• **Task data**:
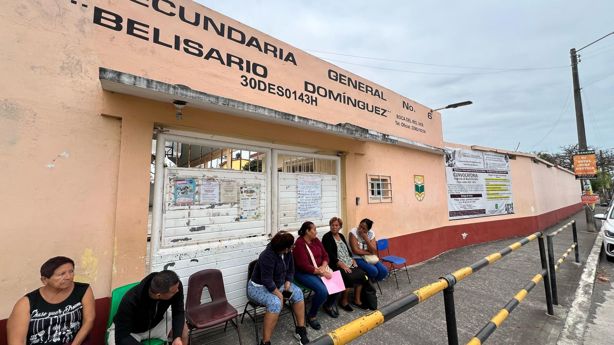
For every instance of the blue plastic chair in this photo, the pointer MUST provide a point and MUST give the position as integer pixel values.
(392, 260)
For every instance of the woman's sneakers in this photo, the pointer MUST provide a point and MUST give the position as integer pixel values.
(313, 323)
(360, 306)
(300, 333)
(346, 307)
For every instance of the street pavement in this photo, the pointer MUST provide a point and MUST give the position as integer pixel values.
(477, 299)
(600, 328)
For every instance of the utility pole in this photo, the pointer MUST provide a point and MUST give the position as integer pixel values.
(585, 183)
(581, 131)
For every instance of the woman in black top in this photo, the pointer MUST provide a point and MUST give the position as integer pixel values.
(341, 259)
(60, 312)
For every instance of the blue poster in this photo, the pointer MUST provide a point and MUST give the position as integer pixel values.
(185, 192)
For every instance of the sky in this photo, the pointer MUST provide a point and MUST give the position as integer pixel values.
(511, 59)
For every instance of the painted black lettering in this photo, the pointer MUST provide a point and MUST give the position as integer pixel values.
(192, 47)
(231, 35)
(156, 6)
(269, 48)
(145, 4)
(107, 19)
(219, 30)
(134, 28)
(234, 60)
(195, 21)
(156, 39)
(254, 42)
(214, 54)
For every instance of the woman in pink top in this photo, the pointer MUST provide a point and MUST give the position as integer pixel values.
(309, 275)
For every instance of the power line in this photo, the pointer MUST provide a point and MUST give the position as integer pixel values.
(498, 69)
(556, 123)
(436, 73)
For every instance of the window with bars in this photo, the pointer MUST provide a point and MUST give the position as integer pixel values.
(208, 157)
(379, 188)
(298, 164)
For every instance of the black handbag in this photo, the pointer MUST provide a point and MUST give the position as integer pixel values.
(368, 296)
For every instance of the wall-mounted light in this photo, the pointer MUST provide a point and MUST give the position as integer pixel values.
(178, 108)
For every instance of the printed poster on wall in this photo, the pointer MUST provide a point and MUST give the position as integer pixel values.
(229, 192)
(184, 192)
(309, 197)
(209, 192)
(249, 202)
(479, 184)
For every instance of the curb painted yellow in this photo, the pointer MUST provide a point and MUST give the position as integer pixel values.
(492, 258)
(532, 237)
(462, 273)
(356, 328)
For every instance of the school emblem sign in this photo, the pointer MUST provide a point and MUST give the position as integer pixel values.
(419, 186)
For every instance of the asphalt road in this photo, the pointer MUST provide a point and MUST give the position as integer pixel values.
(478, 298)
(600, 329)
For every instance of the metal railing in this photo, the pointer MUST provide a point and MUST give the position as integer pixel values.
(445, 284)
(366, 323)
(551, 263)
(500, 317)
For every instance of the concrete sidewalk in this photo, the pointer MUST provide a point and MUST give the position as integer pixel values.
(477, 299)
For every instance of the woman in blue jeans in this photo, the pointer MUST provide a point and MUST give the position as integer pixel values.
(309, 275)
(362, 242)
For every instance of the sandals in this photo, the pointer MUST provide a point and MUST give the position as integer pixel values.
(346, 307)
(360, 306)
(313, 323)
(331, 312)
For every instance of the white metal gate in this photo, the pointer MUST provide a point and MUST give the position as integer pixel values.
(207, 216)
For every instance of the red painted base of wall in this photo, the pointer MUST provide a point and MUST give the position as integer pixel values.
(415, 247)
(424, 245)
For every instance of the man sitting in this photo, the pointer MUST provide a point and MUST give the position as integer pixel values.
(141, 313)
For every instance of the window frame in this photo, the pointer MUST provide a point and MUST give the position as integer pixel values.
(377, 193)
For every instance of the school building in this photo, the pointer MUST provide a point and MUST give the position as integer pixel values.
(149, 134)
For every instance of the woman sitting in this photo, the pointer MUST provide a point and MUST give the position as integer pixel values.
(60, 312)
(309, 275)
(362, 242)
(340, 258)
(271, 281)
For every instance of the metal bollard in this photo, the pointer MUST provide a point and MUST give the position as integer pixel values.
(448, 300)
(552, 270)
(542, 256)
(575, 240)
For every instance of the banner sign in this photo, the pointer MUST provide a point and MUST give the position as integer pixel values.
(585, 165)
(479, 184)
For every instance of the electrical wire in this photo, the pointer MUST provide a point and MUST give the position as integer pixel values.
(558, 120)
(429, 73)
(595, 129)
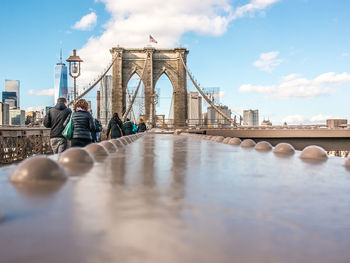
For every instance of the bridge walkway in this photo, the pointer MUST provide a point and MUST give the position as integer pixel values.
(168, 198)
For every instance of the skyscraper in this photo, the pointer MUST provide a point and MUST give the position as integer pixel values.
(215, 118)
(11, 87)
(251, 117)
(61, 80)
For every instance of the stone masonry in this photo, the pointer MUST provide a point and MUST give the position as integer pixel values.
(160, 61)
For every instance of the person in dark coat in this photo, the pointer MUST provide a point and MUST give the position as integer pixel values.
(98, 129)
(142, 126)
(83, 124)
(115, 127)
(128, 127)
(54, 119)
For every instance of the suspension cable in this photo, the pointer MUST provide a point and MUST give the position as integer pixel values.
(205, 96)
(94, 84)
(136, 91)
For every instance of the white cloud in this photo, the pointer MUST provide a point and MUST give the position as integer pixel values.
(45, 92)
(87, 22)
(268, 61)
(301, 119)
(252, 7)
(295, 86)
(132, 21)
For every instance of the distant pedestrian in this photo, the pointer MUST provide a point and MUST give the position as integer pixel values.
(142, 126)
(115, 127)
(128, 127)
(54, 119)
(83, 124)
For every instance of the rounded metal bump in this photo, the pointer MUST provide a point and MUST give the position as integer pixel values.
(226, 140)
(235, 141)
(38, 169)
(123, 141)
(314, 152)
(109, 146)
(263, 146)
(219, 138)
(284, 148)
(97, 151)
(117, 143)
(247, 143)
(76, 160)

• **Aim of the exercise**: Scale the answers in the material from the line containing "For every instance of the stone" through the end of the material, and reproduce only those lines, requests included. Multiply each point coordinate by 0.7, round it to a whole number with halves rounded up, and leave the wording of the requests unchanged.

• **Completed task**:
For every instance of the stone masonry in this photo, the pointer MUST provide a point and MUST give the position as integer pixel values.
(112, 43)
For every instance of the person in dark coat in this photo, the pointer MUST provide a point and MUST give the position as integer pixel values.
(69, 90)
(99, 88)
(58, 87)
(81, 89)
(90, 89)
(38, 83)
For every instance of the suspension cable in this photo, the pointer MUST provide a point and MUST give the position as integer pixel values.
(144, 67)
(66, 59)
(95, 64)
For every instance of the white cloud in this photo, the pointer MUST provide a point and MUST give the position as integer pixel values.
(32, 64)
(61, 15)
(188, 43)
(211, 83)
(176, 5)
(207, 60)
(92, 15)
For every instance of the distant pedestrian in this photo, the pointer MUST provide a point and MUST give the position as integer pixel values.
(99, 88)
(81, 89)
(90, 89)
(38, 83)
(58, 87)
For every instance of the rounded metal bump in this photo, the pointer MUST provide a point and MUST give the position as integer pixel values.
(158, 98)
(165, 99)
(27, 118)
(86, 99)
(220, 106)
(76, 102)
(184, 102)
(153, 97)
(199, 104)
(68, 106)
(82, 100)
(173, 100)
(53, 112)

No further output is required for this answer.